EXCERPTED TEXT –
== Segment start ==

Years after a U.S. Army laboratory accidentally sent hundreds of live anthrax bacteria samples to 194 facilities around the globe, the Department of Defense (DOD) has not implemented biosafety and biosecurity programs to prevent a repeat of the potentially deadly mistake.
The failure has left government labs and the public at risk, according to a federal audit conducted by the Government Accountability Office, the investigative arm of Congress. The probe was conducted after an Army lab at the Dugway Proving Ground in Utah inadvertently made 575 shipments of live Bacillus anthracis, the bacterium that causes anthrax, to contractors worldwide.
A military investigation could not pinpoint the exact cause of the failure, which is hard to believe, but the probe led to the recommendation of specific actions to improve security at facilities that handle dangerous agents and toxins. That was more than three years ago. The DOD even created a special office, known as Biological Select Agents and Toxins (BSAT) Biorisk Program, to oversee the new security measures. Years later, it has yet to carry out the safety measures.
The DOD has devised a BSAT Biosafety and Biosecurity Program, congressional investigators found, but hasn’t bothered to put it in place. “DOD has not developed a strategy and implementation plan for managing the program,” the report states. “Without a strategy and implementation plan, Dugway Proving Ground, Utah, and DOD’s laboratory facilities that currently produce and handle BSAT may be unclear about DOD’s strategy to harmonize BSAT operations to ensure safety, security, and standardization of procedures throughout DOD’s BSAT enterprise.”

== Segment end ==

PROBLEM 1 – From the article on the Army anthrax shipments, write out the passage starting at "The failure has" and ending at "the safety measures.".
PROBLEM 2 – List the three things that, according to the report quoted in the article on the Army anthrax shipments, the DOD's strategy to harmonize BSAT operations is meant to ensure.

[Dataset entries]

== Segment start ==

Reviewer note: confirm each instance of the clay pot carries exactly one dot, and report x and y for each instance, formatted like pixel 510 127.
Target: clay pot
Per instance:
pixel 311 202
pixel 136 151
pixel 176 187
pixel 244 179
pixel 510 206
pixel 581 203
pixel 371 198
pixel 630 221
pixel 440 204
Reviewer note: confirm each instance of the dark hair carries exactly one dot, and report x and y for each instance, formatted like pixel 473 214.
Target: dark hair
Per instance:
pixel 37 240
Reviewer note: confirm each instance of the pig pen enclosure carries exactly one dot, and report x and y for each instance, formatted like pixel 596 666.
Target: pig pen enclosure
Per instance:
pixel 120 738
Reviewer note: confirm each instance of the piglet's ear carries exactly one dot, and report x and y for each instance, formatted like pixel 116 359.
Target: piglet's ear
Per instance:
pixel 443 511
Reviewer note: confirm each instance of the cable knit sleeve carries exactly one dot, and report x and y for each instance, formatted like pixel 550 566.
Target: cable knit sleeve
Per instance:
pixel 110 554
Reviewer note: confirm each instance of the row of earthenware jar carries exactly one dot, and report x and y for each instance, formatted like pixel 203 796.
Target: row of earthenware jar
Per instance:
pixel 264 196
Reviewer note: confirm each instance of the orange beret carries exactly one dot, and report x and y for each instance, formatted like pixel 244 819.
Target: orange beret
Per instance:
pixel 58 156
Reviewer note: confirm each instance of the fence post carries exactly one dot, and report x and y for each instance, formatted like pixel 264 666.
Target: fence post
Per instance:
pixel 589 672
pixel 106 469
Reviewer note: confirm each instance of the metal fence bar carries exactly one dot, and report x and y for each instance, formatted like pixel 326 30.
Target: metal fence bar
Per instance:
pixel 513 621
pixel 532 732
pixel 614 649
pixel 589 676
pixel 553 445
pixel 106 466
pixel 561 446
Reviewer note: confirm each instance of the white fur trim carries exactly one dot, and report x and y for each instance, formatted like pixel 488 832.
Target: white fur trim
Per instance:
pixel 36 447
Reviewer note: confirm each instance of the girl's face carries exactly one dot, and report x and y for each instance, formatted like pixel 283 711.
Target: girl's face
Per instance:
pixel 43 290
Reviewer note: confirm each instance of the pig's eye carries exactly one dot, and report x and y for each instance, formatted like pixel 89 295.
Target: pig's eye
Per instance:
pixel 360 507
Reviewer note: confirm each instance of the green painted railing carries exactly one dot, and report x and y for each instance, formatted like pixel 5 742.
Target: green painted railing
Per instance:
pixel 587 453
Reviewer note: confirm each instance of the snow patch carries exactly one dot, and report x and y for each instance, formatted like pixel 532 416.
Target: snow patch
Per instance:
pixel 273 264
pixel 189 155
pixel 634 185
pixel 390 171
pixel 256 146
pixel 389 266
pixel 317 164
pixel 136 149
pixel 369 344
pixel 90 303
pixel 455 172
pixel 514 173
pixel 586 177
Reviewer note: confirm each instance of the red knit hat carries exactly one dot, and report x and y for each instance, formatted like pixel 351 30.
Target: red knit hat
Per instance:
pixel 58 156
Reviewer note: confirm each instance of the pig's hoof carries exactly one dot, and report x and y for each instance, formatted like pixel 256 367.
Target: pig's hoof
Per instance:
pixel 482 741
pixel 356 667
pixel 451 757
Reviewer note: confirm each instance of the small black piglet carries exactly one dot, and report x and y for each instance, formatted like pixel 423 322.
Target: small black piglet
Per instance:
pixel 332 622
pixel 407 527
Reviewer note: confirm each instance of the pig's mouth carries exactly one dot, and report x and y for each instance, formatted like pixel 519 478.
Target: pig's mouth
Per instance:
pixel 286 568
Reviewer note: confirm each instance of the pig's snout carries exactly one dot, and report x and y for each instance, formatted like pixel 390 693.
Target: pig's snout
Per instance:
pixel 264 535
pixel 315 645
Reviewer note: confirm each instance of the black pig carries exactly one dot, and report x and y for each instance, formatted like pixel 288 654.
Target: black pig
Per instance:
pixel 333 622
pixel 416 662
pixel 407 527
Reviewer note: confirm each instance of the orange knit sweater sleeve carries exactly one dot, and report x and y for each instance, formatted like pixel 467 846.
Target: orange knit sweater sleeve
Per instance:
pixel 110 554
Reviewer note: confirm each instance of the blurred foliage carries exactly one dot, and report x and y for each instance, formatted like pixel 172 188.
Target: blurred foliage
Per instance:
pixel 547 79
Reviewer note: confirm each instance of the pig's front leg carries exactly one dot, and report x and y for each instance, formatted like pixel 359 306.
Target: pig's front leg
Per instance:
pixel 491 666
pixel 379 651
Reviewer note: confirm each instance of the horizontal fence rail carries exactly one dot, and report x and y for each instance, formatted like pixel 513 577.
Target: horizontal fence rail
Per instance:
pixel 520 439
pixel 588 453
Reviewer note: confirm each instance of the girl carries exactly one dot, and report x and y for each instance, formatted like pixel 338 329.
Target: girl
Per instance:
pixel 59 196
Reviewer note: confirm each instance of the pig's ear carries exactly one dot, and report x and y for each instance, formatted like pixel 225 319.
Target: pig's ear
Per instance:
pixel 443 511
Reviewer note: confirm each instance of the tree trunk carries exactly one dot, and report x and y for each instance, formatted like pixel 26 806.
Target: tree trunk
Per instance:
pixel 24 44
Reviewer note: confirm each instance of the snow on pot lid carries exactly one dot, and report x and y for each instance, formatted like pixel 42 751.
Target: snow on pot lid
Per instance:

== Segment end ==

YOUR SOLUTION 1 –
The failure has left government labs and the public at risk, according to a federal audit conducted by the Government Accountability Office, the investigative arm of Congress. The probe was conducted after an Army lab at the Dugway Proving Ground in Utah inadvertently made 575 shipments of live Bacillus anthracis, the bacterium that causes anthrax, to contractors worldwide.
A military investigation could not pinpoint the exact cause of the failure, which is hard to believe, but the probe led to the recommendation of specific actions to improve security at facilities that handle dangerous agents and toxins. That was more than three years ago. The DOD even created a special office, known as Biological Select Agents and Toxins (BSAT) Biorisk Program, to oversee the new security measures. Years later, it has yet to carry out the safety measures.

YOUR SOLUTION 2 –
Safety
Security
Standardization of procedures throughout DOD's BSAT enterprise